→ ПИСЬМЕННОЕ ЗАДАНИЕ 1: Выпишите из отрывка о позиции естествоиспытателя все требования, которые в нем предъявляются к ученому.
→ ПИСЬМЕННОЕ ЗАДАНИЕ 2:
Ответьте по отрывку о позиции естествоиспытателя:
(a) Какие два вида мировоззрения в нем названы?
(b) К чему, согласно отрывку, имеет отношение политическое мировоззрение?
(c) По скольким соображениям требование к ученому оказывается слишком большим упрощением?
====== ПОКАЗАННЫЙ ОТРЫВОК
Здесь, пожалуй, следует сделать дополнительно несколько замечаний о позиции естествоиспытателя в отношении определенного мировоззрения. При этом безразлично, о религиозном или политическом мировоззрении идет речь. Принципиальное различие религиозного и политического мировоззрений, заключающееся в том, что последнее имеет отношение к непосредственной материальной реальности мира вокруг нас, в то время как первое имеет объектом другую реальность, лежащую по ту сторону материального мира, в данной постановке проблемы несущественно. Здесь следует обсудить проблему самой веры. Из того, что было до сих пор сказано, следует вывод, что ученый никогда не должен полагаться на какое‑то единственное учение, никогда не должен ограничивать методы своего мышления одной‑единственной философией. Ученый должен быть готов к тому, что благодаря новым экспериментальным данным могут быть изменены и самые основы его знания. Но это требование по двум соображениям снова представляло бы собой слишком большое упрощение нашего положения в жизни.
============
====== ИСХОДНЫЕ СТРОКИ
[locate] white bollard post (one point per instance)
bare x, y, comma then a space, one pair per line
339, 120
============
====== ИСХОДНЫЕ СТРОКИ
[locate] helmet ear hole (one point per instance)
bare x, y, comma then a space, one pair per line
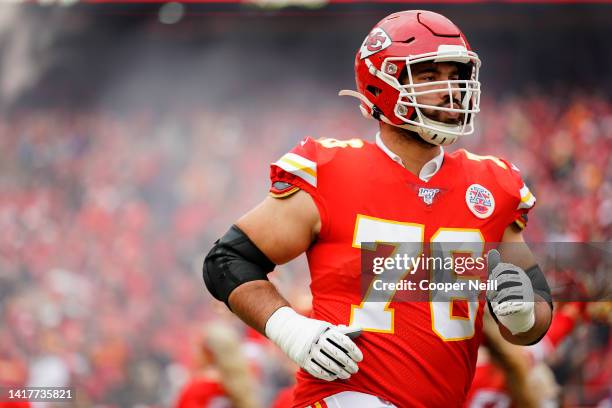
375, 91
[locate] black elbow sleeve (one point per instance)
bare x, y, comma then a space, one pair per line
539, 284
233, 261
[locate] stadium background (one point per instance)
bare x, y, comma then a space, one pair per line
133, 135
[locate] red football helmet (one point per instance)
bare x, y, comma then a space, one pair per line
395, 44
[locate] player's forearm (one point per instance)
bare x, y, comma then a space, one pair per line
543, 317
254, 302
============
====== ИСХОДНЫЕ СТРОКИ
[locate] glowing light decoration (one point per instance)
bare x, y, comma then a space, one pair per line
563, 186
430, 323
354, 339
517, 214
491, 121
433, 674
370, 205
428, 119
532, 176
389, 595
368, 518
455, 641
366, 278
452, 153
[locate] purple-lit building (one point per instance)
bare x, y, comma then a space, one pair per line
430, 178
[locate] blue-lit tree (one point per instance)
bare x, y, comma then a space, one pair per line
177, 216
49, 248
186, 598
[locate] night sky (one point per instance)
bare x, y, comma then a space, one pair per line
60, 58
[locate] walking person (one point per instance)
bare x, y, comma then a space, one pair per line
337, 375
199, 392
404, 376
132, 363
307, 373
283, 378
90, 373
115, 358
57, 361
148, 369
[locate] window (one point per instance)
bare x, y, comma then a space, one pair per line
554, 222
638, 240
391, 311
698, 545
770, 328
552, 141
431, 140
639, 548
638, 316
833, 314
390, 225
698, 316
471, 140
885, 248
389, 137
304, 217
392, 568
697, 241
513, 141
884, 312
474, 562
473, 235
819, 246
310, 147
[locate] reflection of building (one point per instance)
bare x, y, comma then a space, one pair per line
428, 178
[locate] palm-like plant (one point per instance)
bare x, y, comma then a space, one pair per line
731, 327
============
→ ПИСЬМЕННОЕ РЕШЕНИЕ 1:
1. Ученый никогда не должен полагаться на какое‑то единственное учение.
2. Ученый никогда не должен ограничивать методы своего мышления одной‑единственной философией.
3. Ученый должен быть готов к тому, что благодаря новым экспериментальным данным могут быть изменены и самые основы его знания.

→ ПИСЬМЕННОЕ РЕШЕНИЕ 2:
(a) Религиозное и политическое.
(b) К непосредственной материальной реальности мира вокруг нас.
(c) По двум.